* EXERCISE TEXT
All human history, and just about everything else as well, consists of a never-ending struggle against ignorance.

Sunday, February 19, 2006

Let's All Move to Texas!

While googling yesterday to see if the questions raised by Paul Ehrlich in his 1968 bombshell, "The Population Bomb," are still being considered -- they are -- I came across an especially memorable counter-argument put forward by one of his many adversaries. To show that the Earth, far from being too crowded, still has plenty of room for many more billions, this person wrote that all six billion plus of the current humans could be comfortably accommodated by Texas alone, each in his or her own house on about 1/8 of an acre.

This argument must've been written by someone whose emanations would be welcomed in the conservative used toilet tissue rags like the Washington Times. Ehrlich's detractors seem to be the same sort of nincompoops -- and worse -- who thought it was such a stellar idea to move in on -- and with -- Saddam Hussein in Iraq. The example is so riddled with holes that it is tempting to say nothing in rebuttal. Except...

There can't be a Texan alive -- even among its numerous insane -- who would welcome having all the rest of the Earth's inhabitants moving in with them on 1/8 of an acre for each. Not even the Chinese or the India Indians, who, consisting of more than a billion persons apiece -- have done their bit to squeeze out species that are far more worthy than human beings -- notably tigers, elephants, and panda bears -- would welcome having the rest of the planet joining them in bursting their seams.

* TASKS TO COMPLETE
[A] List every animal species that the population post names.
[B] Write the next part of the population post, starting after its final sentence.
The rows are separate material and not part of the population post.

* INFORMATION PROVIDED
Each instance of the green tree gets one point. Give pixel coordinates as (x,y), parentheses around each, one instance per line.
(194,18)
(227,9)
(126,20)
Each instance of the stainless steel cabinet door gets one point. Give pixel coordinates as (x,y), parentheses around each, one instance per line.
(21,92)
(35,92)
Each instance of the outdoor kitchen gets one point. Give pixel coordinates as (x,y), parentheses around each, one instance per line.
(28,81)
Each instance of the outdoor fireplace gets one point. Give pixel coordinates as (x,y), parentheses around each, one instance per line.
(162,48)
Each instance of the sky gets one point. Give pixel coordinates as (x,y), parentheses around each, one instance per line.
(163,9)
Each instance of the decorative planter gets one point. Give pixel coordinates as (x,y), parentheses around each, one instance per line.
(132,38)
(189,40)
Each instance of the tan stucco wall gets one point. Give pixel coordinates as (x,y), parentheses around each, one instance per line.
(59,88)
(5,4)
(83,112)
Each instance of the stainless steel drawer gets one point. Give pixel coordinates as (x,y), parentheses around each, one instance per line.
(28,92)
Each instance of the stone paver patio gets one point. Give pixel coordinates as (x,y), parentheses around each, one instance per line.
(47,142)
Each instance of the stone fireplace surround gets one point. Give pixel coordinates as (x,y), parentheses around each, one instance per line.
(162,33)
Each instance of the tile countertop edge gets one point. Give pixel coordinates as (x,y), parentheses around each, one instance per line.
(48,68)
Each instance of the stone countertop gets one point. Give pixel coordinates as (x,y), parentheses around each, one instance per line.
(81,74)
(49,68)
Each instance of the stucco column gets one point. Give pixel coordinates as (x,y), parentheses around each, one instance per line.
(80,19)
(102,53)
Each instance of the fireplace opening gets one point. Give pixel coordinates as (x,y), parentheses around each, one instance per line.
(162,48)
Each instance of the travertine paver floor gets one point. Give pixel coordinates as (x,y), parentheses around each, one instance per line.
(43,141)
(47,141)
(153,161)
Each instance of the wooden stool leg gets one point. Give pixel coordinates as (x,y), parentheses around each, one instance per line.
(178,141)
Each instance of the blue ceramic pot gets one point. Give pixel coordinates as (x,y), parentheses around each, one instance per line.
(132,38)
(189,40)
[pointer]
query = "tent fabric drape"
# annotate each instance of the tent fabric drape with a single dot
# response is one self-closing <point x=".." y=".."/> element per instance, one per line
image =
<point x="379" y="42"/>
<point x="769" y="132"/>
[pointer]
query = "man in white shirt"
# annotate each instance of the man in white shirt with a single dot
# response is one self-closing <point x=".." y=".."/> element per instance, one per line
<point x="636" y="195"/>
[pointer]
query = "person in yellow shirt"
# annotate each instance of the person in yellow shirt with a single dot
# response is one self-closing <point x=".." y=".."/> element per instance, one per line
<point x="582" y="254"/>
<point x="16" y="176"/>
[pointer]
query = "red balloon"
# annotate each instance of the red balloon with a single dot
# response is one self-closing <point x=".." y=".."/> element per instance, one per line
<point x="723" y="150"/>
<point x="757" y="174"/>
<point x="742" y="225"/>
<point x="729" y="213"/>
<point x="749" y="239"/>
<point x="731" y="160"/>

* OUTPUTS FOR THE TASKS
[A] tigers, elephants, panda bears

[B]
The problem is that all the larger animals, including human beings, need room and plenty of it. Despite the resemblance, they are not to be confused with bacteria. Ehrlich has said that the optimum human population would be two billion, which was about as many as were here during the fateful year when I was born, in 1931. That is three times fewer than what we have now.

Lots of people would say yes, and people have never lived better than now, with their plasma TV's, their SUV's, and their enclosed swimming pools. But I have a notion that the best life in what is now the U.S. was lived by the ancestors of the modern Sioux, Cheyenne, Commanches, and others, before those most hideous of the invaders from across the restless ocean to the east, the Spanish conquistadores, brought them horses and death, and instead they had to get their exercise and fresh air by walking everywhere while looking alive to keep from being trampled by those ultimate badasses of the plains, the hordes of inexhaustible ready-made food, clothing, fuel, and company on the hoof, the bison. Now those were the days in visitor-threatened Texas and thereabouts!